Excerpts of location labeling data:
[BEGIN]

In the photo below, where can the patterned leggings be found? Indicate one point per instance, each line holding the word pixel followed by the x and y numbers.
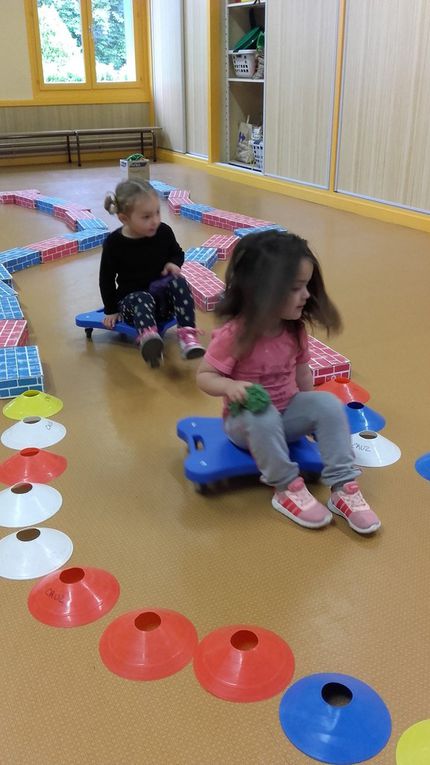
pixel 140 309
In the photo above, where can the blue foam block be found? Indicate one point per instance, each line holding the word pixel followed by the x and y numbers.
pixel 10 308
pixel 19 258
pixel 87 239
pixel 5 275
pixel 6 290
pixel 194 211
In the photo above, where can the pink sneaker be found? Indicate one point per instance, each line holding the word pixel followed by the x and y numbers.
pixel 297 503
pixel 351 505
pixel 151 346
pixel 188 342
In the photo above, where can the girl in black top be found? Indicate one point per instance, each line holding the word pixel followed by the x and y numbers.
pixel 144 250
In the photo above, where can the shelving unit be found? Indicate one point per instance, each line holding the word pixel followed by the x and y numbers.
pixel 244 96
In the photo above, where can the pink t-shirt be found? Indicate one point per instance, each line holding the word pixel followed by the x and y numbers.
pixel 271 363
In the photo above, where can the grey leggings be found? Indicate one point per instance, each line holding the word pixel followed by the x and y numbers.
pixel 266 435
pixel 140 310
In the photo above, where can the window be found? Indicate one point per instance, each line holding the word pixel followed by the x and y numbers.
pixel 96 45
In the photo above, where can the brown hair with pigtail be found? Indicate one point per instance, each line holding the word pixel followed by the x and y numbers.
pixel 125 196
pixel 261 272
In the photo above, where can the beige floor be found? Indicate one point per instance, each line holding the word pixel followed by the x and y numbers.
pixel 344 603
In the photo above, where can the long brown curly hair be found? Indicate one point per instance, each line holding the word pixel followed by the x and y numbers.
pixel 262 270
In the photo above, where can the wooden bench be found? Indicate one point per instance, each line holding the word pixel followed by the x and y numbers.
pixel 90 139
pixel 139 138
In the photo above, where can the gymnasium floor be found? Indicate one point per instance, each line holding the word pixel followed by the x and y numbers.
pixel 344 603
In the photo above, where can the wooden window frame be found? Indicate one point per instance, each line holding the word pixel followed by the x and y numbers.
pixel 91 91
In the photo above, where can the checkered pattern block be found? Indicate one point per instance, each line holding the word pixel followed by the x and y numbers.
pixel 55 248
pixel 86 240
pixel 13 332
pixel 26 198
pixel 7 198
pixel 19 258
pixel 10 308
pixel 47 204
pixel 176 198
pixel 206 288
pixel 194 211
pixel 20 370
pixel 6 290
pixel 325 363
pixel 230 221
pixel 240 232
pixel 68 209
pixel 205 255
pixel 224 245
pixel 163 189
pixel 5 275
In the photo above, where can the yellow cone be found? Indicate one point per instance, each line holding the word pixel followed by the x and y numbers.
pixel 30 403
pixel 413 747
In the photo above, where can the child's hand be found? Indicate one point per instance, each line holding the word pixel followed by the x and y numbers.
pixel 236 390
pixel 171 268
pixel 110 320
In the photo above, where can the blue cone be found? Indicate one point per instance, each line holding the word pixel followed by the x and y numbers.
pixel 422 466
pixel 362 417
pixel 335 719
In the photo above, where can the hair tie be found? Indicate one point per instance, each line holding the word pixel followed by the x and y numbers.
pixel 113 204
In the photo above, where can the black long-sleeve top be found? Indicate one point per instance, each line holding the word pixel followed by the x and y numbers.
pixel 128 265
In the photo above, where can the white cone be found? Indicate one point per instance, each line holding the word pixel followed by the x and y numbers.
pixel 373 450
pixel 33 431
pixel 33 552
pixel 26 504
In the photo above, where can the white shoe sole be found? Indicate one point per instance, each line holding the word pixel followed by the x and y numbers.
pixel 193 353
pixel 307 524
pixel 332 507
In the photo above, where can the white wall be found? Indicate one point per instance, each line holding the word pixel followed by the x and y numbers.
pixel 15 77
pixel 168 72
pixel 196 76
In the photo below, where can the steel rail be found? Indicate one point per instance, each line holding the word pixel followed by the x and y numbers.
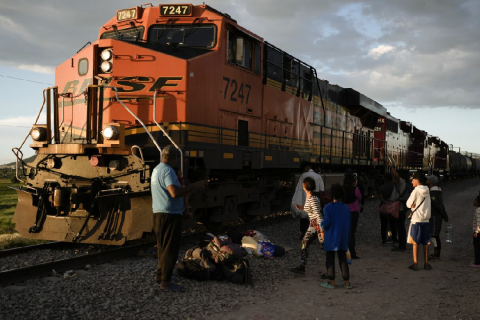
pixel 60 266
pixel 18 250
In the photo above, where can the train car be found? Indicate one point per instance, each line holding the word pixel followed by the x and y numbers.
pixel 243 113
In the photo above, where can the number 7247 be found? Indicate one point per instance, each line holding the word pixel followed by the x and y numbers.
pixel 237 92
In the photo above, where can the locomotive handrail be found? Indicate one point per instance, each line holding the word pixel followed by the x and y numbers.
pixel 141 154
pixel 164 132
pixel 16 151
pixel 16 162
pixel 137 118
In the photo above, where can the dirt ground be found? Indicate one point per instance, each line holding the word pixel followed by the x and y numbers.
pixel 384 288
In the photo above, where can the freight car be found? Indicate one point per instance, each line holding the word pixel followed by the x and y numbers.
pixel 243 113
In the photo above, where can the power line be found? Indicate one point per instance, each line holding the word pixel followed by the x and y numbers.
pixel 6 125
pixel 26 80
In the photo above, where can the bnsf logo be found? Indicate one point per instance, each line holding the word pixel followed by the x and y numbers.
pixel 125 84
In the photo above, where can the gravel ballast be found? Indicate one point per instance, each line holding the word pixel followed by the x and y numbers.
pixel 125 289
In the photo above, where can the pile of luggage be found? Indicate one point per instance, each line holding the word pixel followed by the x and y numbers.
pixel 224 257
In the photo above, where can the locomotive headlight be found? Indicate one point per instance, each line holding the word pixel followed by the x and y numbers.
pixel 110 132
pixel 106 54
pixel 39 134
pixel 106 66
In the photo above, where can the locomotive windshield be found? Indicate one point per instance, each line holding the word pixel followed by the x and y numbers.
pixel 183 35
pixel 130 34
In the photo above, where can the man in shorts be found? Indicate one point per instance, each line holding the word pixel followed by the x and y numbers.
pixel 419 232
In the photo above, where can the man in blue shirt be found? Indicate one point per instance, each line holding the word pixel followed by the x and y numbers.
pixel 168 207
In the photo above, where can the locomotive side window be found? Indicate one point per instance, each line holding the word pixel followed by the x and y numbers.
pixel 129 34
pixel 287 67
pixel 243 51
pixel 243 55
pixel 231 47
pixel 82 67
pixel 258 59
pixel 203 36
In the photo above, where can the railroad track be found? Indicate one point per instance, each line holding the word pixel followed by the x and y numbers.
pixel 19 250
pixel 60 266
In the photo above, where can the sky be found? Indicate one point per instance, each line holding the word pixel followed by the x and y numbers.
pixel 418 58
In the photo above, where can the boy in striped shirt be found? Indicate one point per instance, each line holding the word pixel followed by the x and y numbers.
pixel 313 208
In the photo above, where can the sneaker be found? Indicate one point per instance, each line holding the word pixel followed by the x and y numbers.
pixel 300 269
pixel 413 267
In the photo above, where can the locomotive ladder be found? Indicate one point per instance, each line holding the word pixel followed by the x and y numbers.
pixel 154 118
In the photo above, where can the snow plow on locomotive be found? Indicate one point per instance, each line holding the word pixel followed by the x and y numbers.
pixel 243 113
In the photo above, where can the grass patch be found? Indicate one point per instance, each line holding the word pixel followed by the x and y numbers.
pixel 8 202
pixel 15 240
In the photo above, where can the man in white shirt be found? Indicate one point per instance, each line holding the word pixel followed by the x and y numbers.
pixel 299 196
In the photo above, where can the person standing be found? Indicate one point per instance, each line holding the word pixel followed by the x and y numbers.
pixel 299 196
pixel 438 214
pixel 336 225
pixel 385 192
pixel 352 198
pixel 476 232
pixel 401 193
pixel 168 207
pixel 419 232
pixel 312 207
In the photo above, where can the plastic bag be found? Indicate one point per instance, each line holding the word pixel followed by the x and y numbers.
pixel 250 243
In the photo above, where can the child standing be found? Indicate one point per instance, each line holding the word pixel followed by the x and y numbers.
pixel 312 208
pixel 336 223
pixel 476 233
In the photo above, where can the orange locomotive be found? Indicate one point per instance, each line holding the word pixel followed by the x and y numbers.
pixel 242 112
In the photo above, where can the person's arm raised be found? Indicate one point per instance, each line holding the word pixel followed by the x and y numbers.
pixel 177 192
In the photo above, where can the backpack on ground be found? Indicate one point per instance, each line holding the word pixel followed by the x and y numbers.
pixel 191 269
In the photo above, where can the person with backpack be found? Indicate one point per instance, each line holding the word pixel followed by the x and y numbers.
pixel 476 232
pixel 313 208
pixel 299 196
pixel 419 232
pixel 438 214
pixel 385 192
pixel 401 191
pixel 352 199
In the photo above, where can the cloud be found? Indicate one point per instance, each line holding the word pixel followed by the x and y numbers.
pixel 380 50
pixel 37 68
pixel 20 121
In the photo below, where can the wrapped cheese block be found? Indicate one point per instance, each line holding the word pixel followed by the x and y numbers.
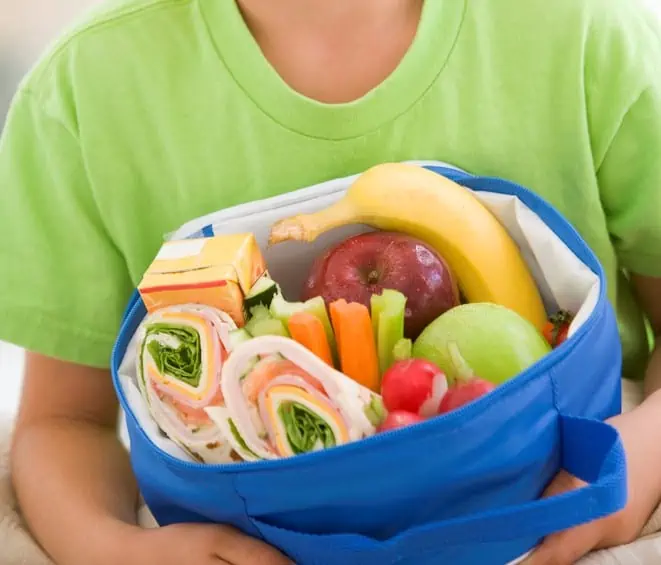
pixel 182 350
pixel 217 271
pixel 282 400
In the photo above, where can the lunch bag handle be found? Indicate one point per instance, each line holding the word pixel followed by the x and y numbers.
pixel 591 450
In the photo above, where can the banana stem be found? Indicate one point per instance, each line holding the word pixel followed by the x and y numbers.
pixel 308 227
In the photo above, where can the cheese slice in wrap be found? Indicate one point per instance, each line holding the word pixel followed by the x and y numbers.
pixel 180 357
pixel 281 400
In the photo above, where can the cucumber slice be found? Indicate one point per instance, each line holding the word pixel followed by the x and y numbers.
pixel 260 312
pixel 266 326
pixel 261 293
pixel 239 336
pixel 283 310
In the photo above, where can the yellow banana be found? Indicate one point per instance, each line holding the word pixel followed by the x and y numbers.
pixel 410 199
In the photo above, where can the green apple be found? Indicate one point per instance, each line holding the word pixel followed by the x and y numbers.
pixel 491 341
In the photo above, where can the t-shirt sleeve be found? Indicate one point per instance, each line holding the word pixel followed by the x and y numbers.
pixel 630 184
pixel 63 283
pixel 623 91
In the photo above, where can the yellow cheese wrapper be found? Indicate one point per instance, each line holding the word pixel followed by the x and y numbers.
pixel 216 271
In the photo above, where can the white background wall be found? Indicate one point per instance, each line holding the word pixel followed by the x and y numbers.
pixel 26 27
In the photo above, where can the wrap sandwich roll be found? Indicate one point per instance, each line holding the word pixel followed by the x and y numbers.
pixel 281 400
pixel 180 357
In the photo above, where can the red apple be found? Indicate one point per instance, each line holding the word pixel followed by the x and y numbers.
pixel 366 264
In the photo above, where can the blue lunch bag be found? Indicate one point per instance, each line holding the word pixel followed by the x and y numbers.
pixel 459 489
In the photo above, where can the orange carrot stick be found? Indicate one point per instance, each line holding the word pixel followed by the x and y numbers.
pixel 355 342
pixel 307 329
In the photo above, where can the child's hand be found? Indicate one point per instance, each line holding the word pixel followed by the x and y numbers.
pixel 642 447
pixel 201 544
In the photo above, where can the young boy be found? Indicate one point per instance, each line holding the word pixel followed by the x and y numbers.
pixel 153 112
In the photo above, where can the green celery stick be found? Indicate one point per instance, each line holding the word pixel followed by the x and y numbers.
pixel 388 312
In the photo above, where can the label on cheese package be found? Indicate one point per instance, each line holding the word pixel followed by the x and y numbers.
pixel 216 271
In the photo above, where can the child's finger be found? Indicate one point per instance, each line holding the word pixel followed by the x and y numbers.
pixel 565 548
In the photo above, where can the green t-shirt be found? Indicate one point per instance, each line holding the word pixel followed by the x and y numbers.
pixel 152 112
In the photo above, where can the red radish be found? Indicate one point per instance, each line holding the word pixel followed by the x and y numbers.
pixel 399 419
pixel 467 387
pixel 414 385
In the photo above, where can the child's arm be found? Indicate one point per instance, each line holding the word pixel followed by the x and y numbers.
pixel 648 290
pixel 76 488
pixel 69 469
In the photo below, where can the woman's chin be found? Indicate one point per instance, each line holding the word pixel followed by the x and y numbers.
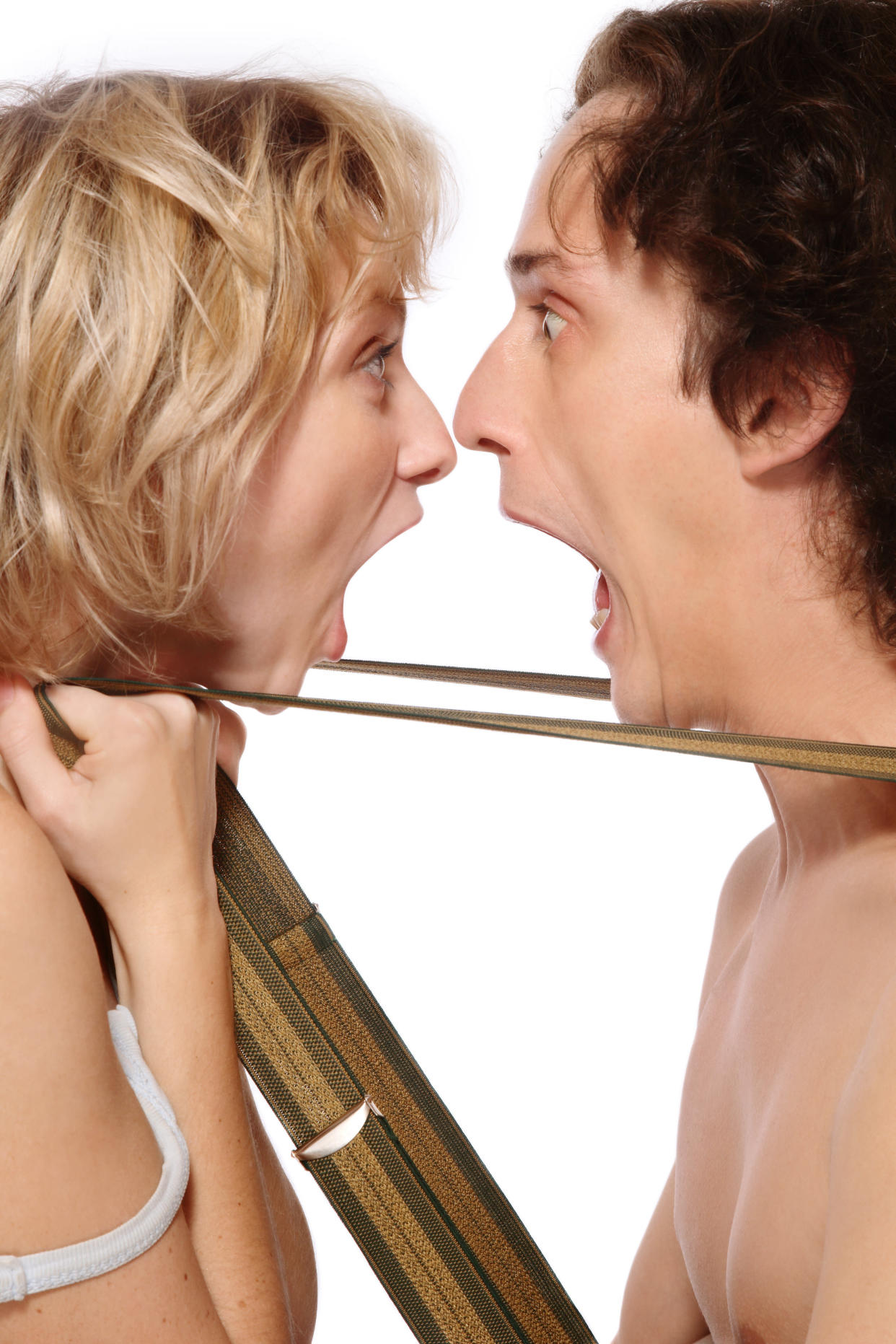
pixel 333 643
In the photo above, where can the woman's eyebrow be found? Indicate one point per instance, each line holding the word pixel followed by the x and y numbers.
pixel 394 304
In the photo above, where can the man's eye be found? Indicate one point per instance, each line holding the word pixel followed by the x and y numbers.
pixel 377 363
pixel 553 324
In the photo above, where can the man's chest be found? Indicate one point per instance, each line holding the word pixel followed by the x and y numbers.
pixel 776 1045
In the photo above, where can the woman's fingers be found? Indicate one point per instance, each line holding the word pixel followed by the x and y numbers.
pixel 26 747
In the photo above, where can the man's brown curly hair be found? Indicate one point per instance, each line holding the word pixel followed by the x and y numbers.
pixel 758 157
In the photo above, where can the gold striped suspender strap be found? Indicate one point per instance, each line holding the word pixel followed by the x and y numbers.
pixel 434 1226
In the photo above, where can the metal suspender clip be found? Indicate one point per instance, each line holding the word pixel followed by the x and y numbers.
pixel 341 1133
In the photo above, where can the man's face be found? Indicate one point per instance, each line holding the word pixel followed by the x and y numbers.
pixel 579 398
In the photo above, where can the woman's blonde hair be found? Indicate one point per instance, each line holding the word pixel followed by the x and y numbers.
pixel 165 245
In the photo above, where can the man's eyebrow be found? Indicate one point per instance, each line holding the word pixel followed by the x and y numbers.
pixel 522 264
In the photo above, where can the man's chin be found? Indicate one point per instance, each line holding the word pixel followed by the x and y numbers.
pixel 333 644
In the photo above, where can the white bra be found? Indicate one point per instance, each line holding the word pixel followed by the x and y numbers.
pixel 23 1275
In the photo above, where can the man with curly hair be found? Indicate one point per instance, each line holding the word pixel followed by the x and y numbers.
pixel 698 392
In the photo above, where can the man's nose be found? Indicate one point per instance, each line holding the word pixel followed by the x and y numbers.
pixel 429 454
pixel 475 417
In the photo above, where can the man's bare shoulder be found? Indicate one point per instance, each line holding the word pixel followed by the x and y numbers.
pixel 739 902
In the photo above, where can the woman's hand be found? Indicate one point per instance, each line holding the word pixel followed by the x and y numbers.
pixel 135 819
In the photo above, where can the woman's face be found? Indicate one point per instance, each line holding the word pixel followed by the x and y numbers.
pixel 336 483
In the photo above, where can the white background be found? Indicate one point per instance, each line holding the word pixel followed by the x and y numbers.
pixel 532 914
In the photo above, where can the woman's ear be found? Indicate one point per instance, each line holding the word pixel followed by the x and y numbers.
pixel 796 412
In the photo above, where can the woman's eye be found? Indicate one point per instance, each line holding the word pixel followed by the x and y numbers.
pixel 553 324
pixel 377 363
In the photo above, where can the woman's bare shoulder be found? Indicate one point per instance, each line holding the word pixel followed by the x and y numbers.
pixel 77 1156
pixel 739 902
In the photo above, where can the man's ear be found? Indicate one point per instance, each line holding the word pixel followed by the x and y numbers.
pixel 794 413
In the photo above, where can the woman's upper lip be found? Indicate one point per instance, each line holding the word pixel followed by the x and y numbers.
pixel 540 527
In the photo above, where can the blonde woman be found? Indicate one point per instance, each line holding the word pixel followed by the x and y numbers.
pixel 206 428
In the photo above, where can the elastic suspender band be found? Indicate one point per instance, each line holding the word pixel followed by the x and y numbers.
pixel 849 758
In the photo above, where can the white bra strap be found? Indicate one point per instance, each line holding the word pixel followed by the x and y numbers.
pixel 23 1275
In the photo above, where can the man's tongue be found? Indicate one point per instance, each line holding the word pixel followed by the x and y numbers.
pixel 601 602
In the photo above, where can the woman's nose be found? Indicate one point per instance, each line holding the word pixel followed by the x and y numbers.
pixel 429 453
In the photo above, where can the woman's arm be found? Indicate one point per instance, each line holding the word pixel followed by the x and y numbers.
pixel 133 822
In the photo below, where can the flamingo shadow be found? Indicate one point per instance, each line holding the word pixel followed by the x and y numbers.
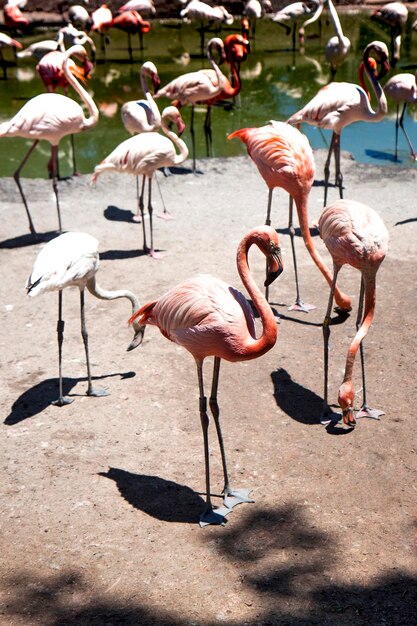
pixel 22 241
pixel 296 401
pixel 39 397
pixel 162 499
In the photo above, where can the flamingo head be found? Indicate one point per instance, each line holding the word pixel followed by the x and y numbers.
pixel 345 399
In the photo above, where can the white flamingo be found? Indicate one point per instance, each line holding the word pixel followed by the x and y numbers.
pixel 72 260
pixel 142 155
pixel 51 116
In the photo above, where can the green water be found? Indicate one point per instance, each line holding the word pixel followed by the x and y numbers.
pixel 276 82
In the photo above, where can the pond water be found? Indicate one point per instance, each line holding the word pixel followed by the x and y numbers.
pixel 276 82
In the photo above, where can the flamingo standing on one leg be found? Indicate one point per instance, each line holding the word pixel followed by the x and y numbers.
pixel 51 70
pixel 142 155
pixel 199 86
pixel 72 260
pixel 7 42
pixel 51 116
pixel 208 317
pixel 395 15
pixel 402 89
pixel 338 46
pixel 337 105
pixel 353 234
pixel 284 159
pixel 131 22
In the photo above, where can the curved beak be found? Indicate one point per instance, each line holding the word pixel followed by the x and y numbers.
pixel 274 266
pixel 138 337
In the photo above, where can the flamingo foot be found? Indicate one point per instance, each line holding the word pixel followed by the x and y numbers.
pixel 166 215
pixel 328 416
pixel 302 306
pixel 234 497
pixel 62 401
pixel 98 393
pixel 365 411
pixel 215 516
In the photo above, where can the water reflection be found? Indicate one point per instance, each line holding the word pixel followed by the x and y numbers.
pixel 276 82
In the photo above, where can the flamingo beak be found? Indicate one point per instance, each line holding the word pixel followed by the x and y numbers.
pixel 138 337
pixel 274 266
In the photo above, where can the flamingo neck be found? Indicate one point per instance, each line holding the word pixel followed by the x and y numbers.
pixel 91 121
pixel 259 346
pixel 181 145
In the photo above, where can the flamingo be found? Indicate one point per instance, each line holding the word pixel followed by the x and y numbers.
pixel 395 15
pixel 14 18
pixel 284 159
pixel 402 89
pixel 208 317
pixel 199 86
pixel 38 49
pixel 338 46
pixel 72 260
pixel 354 234
pixel 197 10
pixel 7 42
pixel 70 36
pixel 50 69
pixel 293 13
pixel 337 105
pixel 142 155
pixel 51 116
pixel 131 22
pixel 144 7
pixel 101 20
pixel 79 17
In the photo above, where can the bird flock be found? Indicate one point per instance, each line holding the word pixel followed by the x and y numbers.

[END]

[Requirements]
With the line containing "In the photo above, where can the curved" as the first and the last line of the records as the final one, print exactly the lines in that span.

[Task solution]
In the photo above, where can the curved beak be found? Indicate one point per instance, each line holding the word pixel followed by the x and y numbers.
pixel 274 266
pixel 138 337
In the photo above, where can the flamingo foot be found? Indicate one point per instance, each line holding the word pixel followed by the x and y numbers.
pixel 166 215
pixel 328 416
pixel 302 306
pixel 234 497
pixel 62 401
pixel 98 393
pixel 365 411
pixel 215 516
In the photo above, where can the water reflection be found? Indicate one point per instance, each line holding the word pixel followed by the x and y numbers.
pixel 276 82
In the photo above, where can the flamingo beak be found? Indicate one point per instance, each line holding the word pixel followed by the x and y numbers.
pixel 138 337
pixel 274 266
In the photo above, where can the flamingo neck be found? Indicate one point per instance, each line holding the word pixel followed by the x and y numbers.
pixel 91 121
pixel 259 346
pixel 181 145
In the photo above, where can the flamingo be found? Indicate one point per instance, each line holding the word pixel followed by the x and y numbers.
pixel 395 15
pixel 14 18
pixel 284 159
pixel 402 89
pixel 208 317
pixel 199 86
pixel 38 49
pixel 338 46
pixel 72 260
pixel 354 234
pixel 197 10
pixel 7 42
pixel 70 36
pixel 50 69
pixel 293 13
pixel 337 105
pixel 142 155
pixel 51 116
pixel 131 22
pixel 144 7
pixel 101 20
pixel 79 17
In the photo above, where can the bird flock be found? Indicate one point per instance, each line holding the word pixel followed by the x and y numbers.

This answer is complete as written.